■ **Goal**
Swap "Look through it" for "Examine it" throughout the entries below, leaving everything else unchanged. Write out all of the entries again, but leave the pictures out.

■ **Excerpt from a dataset**
★ ★ ★ ★ ★

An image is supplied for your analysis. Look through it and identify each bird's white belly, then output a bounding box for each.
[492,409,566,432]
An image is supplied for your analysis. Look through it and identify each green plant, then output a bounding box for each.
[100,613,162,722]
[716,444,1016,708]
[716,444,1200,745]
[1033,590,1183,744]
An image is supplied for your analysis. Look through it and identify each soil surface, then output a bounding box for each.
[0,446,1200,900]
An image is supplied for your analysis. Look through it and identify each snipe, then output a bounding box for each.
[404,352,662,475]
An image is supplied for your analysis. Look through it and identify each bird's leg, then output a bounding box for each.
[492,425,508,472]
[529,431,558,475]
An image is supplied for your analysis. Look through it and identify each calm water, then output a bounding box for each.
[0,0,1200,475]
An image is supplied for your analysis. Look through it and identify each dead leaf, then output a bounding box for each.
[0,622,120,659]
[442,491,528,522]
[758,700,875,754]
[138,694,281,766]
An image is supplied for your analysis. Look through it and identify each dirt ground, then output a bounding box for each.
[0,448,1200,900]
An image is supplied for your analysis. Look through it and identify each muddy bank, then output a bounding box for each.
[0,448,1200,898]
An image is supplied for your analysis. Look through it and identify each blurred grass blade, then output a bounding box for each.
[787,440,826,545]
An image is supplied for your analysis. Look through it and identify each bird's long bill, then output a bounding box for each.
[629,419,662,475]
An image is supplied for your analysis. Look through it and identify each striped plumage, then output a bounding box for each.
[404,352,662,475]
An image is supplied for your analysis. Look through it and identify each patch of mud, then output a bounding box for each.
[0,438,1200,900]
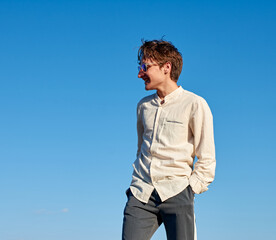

★ ★ ★ ★ ★

■ **Task response**
An image is supplied for your analysis. Examine it and identify each bird's white belly, then output a bounding box for each.
[492,409,566,432]
An image is supplied for your analysis. Examine it and identify each green plant, then output a bounding box for each.
[100,613,162,722]
[716,444,1016,708]
[716,444,1200,745]
[1033,590,1183,744]
An image is supplied for your analysis. Examine it and identify each soil surface, then output a bounding box for each.
[0,446,1200,900]
An image is supplied for your analysis. Examine it and identify each snipe, then output a bounding box for each.
[404,352,662,475]
An image is supplied for your analysis. Examine it and identify each bird's leg, then output a bounding box for each.
[492,425,508,472]
[529,431,558,475]
An image is supplied for your analysis. Examine it and identify each calm water, then output a bounding box for each.
[0,0,1200,475]
An image is supplied for your analysis. Examine it and identify each dead leaf, then output a bounding box for each.
[0,622,120,659]
[442,491,528,522]
[758,700,875,754]
[138,694,281,766]
An image is supplied for your analysis. Examine it and identify each dirt ground, then output a bounding box for each.
[0,448,1200,900]
An image is supplied for your analysis. Examine it and identify each muddy bank, then output a bounding box for each.
[0,448,1200,898]
An image is supplied for your analysis. Examine it and identify each blurred grass blade, then output a bounding box for each.
[787,440,826,545]
An image is supplied for your analysis. Examine it and identify each bird's long bill, then output a bounding box for each.
[629,419,662,475]
An image is supplied for your analysis. Examine it and identify each striped plumage, then output a bounding box for each.
[404,352,662,475]
An image is supplied for your analysis. Examine it and identify each patch of mud, then output a bounding box for each.
[0,438,1200,900]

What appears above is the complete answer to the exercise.